Exercise prompt.
Pick up the forum thread on tcsh key bindings where it stops, and write the next part of the discussion.

The tcsh(1) man page is a good place to start.


----------



## Mikael (May 26, 2010)

SirDice said:
			
		

> The tcsh(1) man page is a good place to start.



Ouch  It was the first place I looked, then http://www.tcsh.org and finally Google. But I can't find a good description of key sequences like the one sixtydoses used:



> bindkey "\e[6;5~" history-search-forward


----------



## sixtydoses (May 26, 2010)

Mikael said:
			
		

> sixtydoses, thank you that's so close but it breaks command-mode somehow (hitting ESC doesn't work anymore). Where can I find more information about bindkey and the syntax for "keys"? I've search for it a few times but it only ends in frustration :r



http://www.giref.ulaval.ca/~deteix/optimisation/bindkey.tcsh

Hope that helps.


----------



## Mikael (May 27, 2010)

Thank you sixtydoses but those examples doesn't help me much. I guess I will try the tcsh mailing list or try to get used to this behavior (but that hasn't work so far).


----------



## john_doe (May 27, 2010)

Provided data.
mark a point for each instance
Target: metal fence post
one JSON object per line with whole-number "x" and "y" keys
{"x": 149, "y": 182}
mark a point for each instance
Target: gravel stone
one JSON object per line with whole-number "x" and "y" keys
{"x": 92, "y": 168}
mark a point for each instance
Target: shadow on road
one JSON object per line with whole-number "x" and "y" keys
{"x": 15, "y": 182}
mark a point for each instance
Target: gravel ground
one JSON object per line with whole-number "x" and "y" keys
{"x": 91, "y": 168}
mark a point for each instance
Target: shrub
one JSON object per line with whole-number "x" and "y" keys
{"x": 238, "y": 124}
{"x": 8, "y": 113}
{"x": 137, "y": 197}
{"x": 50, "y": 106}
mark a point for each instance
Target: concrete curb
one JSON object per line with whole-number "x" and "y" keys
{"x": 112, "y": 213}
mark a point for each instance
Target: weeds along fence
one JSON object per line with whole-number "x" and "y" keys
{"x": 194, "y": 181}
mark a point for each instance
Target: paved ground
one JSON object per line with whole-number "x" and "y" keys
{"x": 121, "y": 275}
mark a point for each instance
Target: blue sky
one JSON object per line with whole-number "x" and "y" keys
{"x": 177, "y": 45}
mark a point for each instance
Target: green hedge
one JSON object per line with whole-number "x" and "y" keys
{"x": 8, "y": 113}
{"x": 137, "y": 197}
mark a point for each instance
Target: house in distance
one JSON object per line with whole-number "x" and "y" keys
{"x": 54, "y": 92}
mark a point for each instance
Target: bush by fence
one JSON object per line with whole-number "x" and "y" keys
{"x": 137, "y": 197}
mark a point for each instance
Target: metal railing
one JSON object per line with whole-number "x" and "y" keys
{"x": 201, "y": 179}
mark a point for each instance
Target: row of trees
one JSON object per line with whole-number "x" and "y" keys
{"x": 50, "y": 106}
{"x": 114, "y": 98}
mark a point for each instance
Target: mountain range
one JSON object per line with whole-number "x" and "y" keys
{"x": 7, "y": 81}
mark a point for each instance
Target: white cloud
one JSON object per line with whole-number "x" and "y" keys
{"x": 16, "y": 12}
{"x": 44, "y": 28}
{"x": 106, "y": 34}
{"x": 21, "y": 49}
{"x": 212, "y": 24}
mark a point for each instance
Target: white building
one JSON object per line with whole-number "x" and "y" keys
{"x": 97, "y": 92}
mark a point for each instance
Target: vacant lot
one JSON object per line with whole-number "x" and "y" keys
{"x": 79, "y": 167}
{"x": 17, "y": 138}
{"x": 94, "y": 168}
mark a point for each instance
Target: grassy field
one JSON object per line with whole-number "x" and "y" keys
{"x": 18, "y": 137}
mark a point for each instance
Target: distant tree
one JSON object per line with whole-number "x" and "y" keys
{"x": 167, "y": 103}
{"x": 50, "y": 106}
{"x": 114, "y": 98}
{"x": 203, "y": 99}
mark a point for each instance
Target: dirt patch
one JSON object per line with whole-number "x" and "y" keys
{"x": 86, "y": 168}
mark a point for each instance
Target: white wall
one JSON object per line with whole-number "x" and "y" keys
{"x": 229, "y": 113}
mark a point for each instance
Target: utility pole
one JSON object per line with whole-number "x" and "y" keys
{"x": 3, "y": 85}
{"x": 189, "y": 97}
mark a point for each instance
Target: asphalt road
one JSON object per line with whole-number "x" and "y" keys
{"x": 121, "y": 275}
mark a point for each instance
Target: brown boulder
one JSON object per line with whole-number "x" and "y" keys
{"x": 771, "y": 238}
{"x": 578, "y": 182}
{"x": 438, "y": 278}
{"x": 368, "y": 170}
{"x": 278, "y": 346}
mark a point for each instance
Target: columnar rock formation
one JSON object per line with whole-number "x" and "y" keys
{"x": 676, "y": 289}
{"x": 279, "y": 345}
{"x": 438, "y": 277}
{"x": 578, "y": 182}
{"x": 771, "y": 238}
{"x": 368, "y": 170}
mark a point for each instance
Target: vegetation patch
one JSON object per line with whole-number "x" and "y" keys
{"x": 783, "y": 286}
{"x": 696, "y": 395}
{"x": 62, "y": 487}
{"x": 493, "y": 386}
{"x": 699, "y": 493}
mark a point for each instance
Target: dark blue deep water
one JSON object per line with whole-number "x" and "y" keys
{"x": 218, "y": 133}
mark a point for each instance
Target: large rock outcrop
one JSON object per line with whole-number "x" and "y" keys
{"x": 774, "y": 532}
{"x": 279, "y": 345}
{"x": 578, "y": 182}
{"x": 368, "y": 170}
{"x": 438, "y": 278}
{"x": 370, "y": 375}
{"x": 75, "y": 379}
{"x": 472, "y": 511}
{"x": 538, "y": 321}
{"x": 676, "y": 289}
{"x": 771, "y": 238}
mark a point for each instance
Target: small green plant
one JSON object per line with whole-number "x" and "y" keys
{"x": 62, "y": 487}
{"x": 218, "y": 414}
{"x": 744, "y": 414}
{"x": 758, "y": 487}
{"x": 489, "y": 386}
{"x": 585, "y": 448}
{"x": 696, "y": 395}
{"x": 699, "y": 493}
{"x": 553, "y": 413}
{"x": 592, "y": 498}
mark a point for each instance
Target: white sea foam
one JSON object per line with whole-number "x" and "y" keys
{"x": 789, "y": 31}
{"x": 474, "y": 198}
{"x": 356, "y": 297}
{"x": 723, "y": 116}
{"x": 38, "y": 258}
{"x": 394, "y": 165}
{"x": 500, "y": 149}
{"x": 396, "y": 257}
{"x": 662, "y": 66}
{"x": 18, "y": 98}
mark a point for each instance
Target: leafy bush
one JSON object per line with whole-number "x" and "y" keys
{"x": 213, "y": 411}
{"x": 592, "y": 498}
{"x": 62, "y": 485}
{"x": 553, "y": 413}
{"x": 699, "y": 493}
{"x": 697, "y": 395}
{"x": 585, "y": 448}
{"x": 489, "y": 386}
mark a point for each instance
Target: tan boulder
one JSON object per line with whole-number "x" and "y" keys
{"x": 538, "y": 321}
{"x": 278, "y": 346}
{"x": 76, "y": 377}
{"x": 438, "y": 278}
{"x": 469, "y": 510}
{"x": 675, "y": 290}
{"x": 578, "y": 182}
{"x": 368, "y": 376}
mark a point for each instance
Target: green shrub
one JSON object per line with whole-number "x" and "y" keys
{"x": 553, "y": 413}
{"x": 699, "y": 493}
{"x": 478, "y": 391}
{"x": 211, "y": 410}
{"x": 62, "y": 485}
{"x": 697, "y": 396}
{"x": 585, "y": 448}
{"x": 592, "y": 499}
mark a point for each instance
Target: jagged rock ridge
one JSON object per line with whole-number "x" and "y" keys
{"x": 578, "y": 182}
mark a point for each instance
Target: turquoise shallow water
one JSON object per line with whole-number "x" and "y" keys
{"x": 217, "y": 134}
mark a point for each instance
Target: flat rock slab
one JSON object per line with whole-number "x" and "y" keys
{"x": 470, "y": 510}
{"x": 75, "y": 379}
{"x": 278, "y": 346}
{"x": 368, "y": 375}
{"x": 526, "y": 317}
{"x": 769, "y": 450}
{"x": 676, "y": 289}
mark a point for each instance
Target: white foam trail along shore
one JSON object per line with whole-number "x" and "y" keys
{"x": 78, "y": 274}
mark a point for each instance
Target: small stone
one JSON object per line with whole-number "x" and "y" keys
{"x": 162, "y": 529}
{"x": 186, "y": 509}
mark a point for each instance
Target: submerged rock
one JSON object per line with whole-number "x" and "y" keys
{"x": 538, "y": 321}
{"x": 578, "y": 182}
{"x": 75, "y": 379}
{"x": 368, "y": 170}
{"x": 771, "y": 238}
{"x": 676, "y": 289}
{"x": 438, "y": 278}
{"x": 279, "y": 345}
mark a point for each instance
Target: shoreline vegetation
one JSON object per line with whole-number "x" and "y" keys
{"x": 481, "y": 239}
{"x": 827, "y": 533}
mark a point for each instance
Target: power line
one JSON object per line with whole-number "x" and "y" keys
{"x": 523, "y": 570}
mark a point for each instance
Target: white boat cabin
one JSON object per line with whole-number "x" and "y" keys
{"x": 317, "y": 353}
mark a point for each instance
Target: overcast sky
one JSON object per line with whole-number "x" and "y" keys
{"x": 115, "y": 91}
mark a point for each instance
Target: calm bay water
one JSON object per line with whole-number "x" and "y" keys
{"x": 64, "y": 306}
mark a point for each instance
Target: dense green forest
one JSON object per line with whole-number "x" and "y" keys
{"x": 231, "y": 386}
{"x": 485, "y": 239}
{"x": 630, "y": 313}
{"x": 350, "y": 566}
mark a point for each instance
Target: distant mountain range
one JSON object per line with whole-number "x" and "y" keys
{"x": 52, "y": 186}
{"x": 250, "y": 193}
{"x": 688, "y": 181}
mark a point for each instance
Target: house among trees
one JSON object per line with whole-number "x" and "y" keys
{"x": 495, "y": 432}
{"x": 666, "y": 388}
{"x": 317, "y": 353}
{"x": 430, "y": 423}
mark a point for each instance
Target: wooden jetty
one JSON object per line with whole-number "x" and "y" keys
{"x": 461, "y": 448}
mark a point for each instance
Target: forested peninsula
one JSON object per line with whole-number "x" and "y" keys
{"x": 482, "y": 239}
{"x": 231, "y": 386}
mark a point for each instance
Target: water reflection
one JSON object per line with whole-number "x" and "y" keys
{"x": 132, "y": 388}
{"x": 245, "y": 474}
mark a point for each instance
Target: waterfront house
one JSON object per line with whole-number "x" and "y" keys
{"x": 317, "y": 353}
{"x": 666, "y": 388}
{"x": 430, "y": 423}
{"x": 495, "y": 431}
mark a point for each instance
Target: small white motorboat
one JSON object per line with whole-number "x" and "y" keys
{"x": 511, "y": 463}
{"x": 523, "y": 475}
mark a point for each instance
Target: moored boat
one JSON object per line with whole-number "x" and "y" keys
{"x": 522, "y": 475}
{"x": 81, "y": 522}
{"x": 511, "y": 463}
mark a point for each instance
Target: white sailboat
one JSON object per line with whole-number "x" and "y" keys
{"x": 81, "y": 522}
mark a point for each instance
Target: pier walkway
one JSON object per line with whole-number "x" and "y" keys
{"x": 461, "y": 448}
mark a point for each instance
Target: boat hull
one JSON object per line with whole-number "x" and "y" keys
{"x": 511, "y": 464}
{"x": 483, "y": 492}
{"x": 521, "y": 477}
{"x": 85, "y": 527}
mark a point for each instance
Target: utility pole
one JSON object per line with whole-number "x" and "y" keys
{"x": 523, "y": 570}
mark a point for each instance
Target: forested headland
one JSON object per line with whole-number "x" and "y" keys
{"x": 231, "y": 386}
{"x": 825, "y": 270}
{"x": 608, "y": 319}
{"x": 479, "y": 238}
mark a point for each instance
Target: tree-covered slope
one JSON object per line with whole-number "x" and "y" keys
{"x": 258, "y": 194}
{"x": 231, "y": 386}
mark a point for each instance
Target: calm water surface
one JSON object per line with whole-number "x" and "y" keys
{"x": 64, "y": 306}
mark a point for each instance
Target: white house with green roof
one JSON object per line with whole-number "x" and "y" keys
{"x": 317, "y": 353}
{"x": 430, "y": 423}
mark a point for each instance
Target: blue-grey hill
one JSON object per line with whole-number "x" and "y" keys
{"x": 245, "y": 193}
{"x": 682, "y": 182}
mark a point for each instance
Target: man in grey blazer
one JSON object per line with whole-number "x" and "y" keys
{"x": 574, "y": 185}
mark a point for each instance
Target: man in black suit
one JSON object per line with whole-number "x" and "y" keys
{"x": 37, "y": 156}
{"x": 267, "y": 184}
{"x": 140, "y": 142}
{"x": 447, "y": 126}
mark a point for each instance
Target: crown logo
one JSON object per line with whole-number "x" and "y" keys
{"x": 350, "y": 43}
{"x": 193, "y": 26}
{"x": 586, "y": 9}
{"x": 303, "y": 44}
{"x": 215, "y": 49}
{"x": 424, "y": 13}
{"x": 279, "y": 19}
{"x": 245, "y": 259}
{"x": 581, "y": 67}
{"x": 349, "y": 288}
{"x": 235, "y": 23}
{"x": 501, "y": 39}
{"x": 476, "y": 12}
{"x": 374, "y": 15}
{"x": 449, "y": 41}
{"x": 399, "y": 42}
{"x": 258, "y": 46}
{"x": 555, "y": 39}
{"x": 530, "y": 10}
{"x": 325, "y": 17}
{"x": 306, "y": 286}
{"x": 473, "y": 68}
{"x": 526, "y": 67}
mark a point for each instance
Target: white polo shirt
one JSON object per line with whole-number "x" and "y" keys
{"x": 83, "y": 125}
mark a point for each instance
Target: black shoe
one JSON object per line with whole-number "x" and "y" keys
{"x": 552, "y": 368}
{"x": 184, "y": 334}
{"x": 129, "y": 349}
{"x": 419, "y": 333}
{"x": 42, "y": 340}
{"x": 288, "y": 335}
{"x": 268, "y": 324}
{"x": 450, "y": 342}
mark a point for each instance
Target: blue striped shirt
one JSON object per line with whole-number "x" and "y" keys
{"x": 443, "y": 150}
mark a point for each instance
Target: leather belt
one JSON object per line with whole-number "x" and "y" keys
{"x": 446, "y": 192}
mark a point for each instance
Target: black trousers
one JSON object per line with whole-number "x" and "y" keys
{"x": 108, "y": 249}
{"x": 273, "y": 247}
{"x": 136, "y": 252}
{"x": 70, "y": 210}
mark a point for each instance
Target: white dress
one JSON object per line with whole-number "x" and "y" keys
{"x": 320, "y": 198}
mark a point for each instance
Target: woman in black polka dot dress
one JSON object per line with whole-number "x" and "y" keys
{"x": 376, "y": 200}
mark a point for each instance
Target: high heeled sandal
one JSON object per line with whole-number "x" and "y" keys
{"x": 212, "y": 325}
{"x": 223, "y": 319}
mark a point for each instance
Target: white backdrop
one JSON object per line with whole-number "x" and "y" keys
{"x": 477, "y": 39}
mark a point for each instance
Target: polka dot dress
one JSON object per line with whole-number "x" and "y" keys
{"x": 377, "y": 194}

Reply.
Mikael said:
			
		

> I can't find a good description of key sequences like the one sixtydoses used:


You can get escape sequences for keys using *quoted-insert* editor command (usually bound to Ctrl+V). Try to type in tcsh:
Ctrl+V Ctrl+A -> ^A
Ctrl+V Alt+A -> ^[A or \eA
Ctrl+V PgDn -> ^[[6~ or \e[6~
etc.
These produced sequences can be used with *bindkey* command unmodifed. But you may want to substitute escape char:*^[* with *\e*. Escape sequences are defined in termcap(5) file, e.g. /etc/termcap, but you'll probably don't need to read it.


----------



## quiet-note (Dec 29, 2021)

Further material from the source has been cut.